*** MATERIALS PROVIDED

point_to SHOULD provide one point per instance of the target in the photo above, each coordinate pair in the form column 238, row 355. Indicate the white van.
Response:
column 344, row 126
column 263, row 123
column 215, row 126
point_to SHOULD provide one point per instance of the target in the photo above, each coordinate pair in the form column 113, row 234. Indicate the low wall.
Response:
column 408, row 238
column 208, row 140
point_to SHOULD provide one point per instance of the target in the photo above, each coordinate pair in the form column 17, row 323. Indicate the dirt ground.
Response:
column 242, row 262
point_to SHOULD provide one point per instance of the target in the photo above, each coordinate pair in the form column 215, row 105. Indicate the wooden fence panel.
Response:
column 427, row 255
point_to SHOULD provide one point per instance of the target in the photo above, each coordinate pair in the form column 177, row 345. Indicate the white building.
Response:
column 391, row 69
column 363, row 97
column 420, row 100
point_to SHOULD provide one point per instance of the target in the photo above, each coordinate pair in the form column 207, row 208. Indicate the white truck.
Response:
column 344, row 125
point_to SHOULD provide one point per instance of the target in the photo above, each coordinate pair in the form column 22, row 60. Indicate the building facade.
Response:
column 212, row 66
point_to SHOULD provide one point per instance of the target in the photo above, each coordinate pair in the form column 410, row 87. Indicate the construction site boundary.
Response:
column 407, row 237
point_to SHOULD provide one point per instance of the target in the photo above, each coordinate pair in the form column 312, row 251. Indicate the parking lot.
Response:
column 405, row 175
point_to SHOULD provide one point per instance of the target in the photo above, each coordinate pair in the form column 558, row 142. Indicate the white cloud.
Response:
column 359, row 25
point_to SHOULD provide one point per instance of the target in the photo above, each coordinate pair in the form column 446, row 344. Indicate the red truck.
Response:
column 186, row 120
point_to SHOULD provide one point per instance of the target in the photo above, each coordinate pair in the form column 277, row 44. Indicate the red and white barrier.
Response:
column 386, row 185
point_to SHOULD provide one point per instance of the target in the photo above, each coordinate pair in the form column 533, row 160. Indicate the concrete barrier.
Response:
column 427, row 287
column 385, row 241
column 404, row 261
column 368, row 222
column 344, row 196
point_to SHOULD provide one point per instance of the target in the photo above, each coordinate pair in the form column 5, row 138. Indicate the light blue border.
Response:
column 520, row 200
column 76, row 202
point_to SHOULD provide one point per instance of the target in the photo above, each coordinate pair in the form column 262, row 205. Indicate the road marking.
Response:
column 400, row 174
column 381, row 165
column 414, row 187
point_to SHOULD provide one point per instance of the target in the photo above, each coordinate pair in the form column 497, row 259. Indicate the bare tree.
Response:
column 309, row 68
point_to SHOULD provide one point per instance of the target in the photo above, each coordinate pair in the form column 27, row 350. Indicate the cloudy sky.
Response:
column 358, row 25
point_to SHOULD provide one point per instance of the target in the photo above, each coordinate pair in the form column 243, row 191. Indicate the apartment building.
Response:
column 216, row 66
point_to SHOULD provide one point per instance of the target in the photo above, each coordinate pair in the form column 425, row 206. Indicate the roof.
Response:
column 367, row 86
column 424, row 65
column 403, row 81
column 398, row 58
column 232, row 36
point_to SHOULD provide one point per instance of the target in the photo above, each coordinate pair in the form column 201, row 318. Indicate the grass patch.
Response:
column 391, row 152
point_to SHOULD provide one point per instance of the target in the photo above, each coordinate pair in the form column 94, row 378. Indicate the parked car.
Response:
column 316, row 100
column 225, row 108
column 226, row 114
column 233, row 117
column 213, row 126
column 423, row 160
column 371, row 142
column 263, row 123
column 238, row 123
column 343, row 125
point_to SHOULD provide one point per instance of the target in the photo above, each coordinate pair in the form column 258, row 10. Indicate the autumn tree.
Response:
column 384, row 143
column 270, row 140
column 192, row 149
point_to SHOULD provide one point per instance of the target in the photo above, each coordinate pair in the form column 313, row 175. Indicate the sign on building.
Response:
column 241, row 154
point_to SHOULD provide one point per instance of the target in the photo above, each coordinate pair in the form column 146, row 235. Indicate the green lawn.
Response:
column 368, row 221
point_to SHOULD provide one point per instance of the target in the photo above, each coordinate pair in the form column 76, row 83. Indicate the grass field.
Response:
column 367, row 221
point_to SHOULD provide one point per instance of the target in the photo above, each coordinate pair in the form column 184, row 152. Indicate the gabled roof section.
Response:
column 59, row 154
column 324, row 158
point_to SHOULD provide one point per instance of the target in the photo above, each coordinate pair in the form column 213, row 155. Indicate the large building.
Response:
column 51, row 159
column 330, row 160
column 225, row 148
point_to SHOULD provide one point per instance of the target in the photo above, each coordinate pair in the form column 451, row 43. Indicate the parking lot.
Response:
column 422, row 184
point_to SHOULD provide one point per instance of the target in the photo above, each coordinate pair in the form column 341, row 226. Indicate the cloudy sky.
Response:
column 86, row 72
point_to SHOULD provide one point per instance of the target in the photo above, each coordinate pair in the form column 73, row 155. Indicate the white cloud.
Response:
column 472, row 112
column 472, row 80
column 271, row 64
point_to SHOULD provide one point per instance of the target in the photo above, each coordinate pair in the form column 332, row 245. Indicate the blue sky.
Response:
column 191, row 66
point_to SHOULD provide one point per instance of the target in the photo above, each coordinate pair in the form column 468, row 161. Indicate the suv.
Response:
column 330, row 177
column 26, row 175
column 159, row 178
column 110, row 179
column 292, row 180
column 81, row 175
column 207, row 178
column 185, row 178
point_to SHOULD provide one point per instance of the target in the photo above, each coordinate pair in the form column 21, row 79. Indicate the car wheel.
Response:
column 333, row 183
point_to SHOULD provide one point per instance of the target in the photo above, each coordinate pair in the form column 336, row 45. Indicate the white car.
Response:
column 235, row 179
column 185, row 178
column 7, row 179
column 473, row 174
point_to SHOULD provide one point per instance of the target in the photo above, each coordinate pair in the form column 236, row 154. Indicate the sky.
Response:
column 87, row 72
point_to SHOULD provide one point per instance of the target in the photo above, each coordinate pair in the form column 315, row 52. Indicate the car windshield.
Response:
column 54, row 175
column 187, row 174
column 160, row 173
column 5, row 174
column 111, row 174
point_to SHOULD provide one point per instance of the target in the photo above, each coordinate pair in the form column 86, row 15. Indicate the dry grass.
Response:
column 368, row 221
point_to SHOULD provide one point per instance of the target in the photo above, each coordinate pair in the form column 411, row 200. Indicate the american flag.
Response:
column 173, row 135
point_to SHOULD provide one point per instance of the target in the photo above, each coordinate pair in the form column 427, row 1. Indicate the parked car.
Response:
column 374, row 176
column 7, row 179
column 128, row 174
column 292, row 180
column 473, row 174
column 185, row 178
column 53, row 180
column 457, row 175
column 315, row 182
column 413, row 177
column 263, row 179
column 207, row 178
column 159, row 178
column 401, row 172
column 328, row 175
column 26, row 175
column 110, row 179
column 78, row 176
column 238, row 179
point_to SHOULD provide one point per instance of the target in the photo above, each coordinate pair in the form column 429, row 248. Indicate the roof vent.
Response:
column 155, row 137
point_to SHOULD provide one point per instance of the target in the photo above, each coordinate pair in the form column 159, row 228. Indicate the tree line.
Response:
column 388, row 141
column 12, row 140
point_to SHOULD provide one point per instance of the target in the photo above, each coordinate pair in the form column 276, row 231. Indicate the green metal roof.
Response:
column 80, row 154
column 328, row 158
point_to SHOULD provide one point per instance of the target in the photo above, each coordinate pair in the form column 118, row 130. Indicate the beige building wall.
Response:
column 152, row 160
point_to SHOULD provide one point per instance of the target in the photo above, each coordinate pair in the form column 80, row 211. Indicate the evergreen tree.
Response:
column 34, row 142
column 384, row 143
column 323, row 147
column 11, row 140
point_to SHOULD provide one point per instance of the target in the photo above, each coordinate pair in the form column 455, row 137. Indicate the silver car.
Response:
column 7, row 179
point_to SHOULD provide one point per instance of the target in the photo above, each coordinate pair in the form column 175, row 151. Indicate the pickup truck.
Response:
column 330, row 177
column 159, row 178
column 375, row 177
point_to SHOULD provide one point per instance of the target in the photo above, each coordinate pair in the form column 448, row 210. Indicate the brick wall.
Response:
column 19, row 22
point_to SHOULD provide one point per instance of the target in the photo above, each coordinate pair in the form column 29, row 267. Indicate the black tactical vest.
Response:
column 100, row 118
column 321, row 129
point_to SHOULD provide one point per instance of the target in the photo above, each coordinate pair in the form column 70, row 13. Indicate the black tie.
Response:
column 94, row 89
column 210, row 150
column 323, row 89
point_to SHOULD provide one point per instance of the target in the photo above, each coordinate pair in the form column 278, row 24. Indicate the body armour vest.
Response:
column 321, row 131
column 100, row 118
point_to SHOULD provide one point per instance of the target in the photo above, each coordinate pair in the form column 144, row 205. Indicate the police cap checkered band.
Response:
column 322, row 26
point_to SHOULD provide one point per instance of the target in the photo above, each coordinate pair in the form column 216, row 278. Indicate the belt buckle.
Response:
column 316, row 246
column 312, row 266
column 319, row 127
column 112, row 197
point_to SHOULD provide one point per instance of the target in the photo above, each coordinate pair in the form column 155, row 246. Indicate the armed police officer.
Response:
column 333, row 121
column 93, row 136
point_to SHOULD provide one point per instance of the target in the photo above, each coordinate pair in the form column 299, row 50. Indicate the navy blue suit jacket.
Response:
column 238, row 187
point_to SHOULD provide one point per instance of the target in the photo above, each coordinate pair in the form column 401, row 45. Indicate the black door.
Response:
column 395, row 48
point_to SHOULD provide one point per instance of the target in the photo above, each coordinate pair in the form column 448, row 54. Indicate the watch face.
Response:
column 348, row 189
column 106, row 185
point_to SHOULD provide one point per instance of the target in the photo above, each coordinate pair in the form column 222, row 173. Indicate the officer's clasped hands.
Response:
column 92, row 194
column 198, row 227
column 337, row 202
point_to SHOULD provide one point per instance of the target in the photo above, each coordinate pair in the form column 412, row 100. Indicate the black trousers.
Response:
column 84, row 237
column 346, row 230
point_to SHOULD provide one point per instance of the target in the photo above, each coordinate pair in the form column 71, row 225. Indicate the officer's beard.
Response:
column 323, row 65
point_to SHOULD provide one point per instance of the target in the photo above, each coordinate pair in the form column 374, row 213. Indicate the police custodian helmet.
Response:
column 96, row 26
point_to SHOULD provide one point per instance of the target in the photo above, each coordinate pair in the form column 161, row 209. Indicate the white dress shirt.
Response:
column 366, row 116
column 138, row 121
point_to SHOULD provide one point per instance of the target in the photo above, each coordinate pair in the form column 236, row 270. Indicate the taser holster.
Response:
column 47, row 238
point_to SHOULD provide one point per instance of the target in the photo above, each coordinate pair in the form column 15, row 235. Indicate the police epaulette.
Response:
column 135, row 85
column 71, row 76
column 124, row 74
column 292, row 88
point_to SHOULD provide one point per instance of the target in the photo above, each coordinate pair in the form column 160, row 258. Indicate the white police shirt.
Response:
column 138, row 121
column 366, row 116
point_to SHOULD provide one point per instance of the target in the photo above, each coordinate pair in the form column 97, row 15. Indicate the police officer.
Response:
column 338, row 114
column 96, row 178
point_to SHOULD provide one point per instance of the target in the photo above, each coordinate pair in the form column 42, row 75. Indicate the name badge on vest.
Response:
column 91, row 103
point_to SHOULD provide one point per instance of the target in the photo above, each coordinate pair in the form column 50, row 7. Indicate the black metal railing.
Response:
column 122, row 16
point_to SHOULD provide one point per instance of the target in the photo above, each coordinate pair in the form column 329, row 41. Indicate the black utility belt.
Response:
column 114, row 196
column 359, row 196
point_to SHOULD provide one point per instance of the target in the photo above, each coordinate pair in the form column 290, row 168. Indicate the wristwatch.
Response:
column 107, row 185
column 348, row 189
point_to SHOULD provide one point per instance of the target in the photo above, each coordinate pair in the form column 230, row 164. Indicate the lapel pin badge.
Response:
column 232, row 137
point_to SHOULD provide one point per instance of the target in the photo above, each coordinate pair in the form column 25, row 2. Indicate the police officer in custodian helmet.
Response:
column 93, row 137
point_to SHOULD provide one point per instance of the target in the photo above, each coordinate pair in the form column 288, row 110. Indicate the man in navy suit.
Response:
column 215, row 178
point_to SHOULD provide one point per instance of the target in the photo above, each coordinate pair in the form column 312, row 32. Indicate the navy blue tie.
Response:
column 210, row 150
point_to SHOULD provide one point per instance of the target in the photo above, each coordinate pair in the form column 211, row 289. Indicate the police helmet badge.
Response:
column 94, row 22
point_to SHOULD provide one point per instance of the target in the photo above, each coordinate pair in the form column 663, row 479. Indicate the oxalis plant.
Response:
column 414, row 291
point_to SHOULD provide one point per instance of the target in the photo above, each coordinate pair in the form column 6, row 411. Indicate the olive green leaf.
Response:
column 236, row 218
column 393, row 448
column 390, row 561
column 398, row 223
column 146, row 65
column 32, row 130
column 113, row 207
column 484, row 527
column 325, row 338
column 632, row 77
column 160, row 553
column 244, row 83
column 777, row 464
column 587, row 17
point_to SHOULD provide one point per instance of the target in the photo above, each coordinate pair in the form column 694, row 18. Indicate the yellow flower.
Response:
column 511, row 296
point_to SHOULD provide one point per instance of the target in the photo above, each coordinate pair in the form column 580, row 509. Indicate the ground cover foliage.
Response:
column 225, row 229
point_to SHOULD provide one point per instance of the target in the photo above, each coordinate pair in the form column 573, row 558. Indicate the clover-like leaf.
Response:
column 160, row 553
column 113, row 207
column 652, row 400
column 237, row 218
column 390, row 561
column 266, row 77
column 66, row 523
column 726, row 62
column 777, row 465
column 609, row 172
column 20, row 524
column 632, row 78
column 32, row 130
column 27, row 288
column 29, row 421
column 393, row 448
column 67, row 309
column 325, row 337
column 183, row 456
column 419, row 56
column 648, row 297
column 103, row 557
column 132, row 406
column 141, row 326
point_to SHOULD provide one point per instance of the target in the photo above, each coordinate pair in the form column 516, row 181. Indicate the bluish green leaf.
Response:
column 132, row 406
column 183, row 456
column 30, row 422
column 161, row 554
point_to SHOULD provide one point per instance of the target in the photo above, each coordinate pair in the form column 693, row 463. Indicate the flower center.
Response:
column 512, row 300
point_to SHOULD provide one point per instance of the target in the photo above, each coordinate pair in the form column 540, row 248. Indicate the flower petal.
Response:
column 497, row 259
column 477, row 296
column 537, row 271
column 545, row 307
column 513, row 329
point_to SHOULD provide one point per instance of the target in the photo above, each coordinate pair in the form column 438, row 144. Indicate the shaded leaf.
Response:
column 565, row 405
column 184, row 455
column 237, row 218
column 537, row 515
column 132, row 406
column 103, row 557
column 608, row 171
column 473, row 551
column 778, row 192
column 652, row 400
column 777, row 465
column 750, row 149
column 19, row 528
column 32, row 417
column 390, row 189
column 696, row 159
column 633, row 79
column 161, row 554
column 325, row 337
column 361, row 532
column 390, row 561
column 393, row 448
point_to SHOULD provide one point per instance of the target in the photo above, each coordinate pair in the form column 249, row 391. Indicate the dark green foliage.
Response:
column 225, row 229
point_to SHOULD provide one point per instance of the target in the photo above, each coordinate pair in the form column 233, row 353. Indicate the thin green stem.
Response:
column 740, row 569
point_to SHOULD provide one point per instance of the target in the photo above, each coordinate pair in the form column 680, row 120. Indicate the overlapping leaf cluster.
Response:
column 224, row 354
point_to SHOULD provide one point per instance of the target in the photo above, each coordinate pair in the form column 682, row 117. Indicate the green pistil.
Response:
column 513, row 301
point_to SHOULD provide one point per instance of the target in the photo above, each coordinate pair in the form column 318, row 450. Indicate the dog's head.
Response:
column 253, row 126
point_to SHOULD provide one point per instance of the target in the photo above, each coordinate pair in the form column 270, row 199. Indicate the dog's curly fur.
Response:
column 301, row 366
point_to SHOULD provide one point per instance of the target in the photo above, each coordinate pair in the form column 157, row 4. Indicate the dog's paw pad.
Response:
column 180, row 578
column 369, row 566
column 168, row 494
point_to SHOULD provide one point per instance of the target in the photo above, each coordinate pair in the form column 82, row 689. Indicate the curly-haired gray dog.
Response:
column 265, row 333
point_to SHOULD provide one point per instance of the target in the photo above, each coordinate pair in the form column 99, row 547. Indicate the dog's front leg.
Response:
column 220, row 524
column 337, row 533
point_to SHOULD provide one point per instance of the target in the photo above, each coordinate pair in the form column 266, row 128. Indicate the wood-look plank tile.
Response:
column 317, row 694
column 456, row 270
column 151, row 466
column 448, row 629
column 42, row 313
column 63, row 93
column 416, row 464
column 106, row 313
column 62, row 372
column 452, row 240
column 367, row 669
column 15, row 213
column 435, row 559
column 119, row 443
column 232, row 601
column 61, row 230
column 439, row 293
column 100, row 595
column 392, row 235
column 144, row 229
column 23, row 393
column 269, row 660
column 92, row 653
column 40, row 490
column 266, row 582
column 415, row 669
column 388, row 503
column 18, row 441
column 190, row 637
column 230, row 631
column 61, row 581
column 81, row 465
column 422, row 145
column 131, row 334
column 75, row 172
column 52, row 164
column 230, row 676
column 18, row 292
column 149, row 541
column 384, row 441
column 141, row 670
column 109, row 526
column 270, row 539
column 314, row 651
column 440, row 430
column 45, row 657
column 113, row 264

******

*WHAT THE EXERCISE ASKS:* Repeat the lines above verbatim, from the line with "the car windshield." up to and including the line with "column 11, row 140".

*EXERCISE RESULT:*
point_to SHOULD provide one point per instance of the target in the photo above, each coordinate pair in the form column 315, row 52. Indicate the car windshield.
Response:
column 54, row 175
column 187, row 174
column 160, row 173
column 5, row 174
column 111, row 174
point_to SHOULD provide one point per instance of the target in the photo above, each coordinate pair in the form column 86, row 15. Indicate the dry grass.
Response:
column 368, row 221
point_to SHOULD provide one point per instance of the target in the photo above, each coordinate pair in the form column 411, row 200. Indicate the american flag.
Response:
column 173, row 135
point_to SHOULD provide one point per instance of the target in the photo above, each coordinate pair in the form column 427, row 1. Indicate the parked car.
Response:
column 374, row 176
column 7, row 179
column 128, row 174
column 292, row 180
column 473, row 174
column 185, row 178
column 53, row 180
column 457, row 175
column 315, row 182
column 413, row 177
column 263, row 179
column 207, row 178
column 159, row 178
column 401, row 172
column 328, row 175
column 26, row 175
column 110, row 179
column 78, row 176
column 238, row 179
point_to SHOULD provide one point per instance of the target in the photo above, each coordinate pair in the form column 429, row 248. Indicate the roof vent.
Response:
column 155, row 137
point_to SHOULD provide one point per instance of the target in the photo above, each coordinate pair in the form column 159, row 228. Indicate the tree line.
Response:
column 388, row 141
column 12, row 140
point_to SHOULD provide one point per instance of the target in the photo above, each coordinate pair in the form column 276, row 231. Indicate the green metal roof.
Response:
column 80, row 154
column 328, row 158
point_to SHOULD provide one point per instance of the target in the photo above, each coordinate pair in the form column 118, row 130. Indicate the beige building wall.
Response:
column 152, row 160
point_to SHOULD provide one point per instance of the target in the photo above, each coordinate pair in the form column 80, row 211. Indicate the evergreen tree.
Response:
column 34, row 142
column 384, row 143
column 323, row 147
column 11, row 140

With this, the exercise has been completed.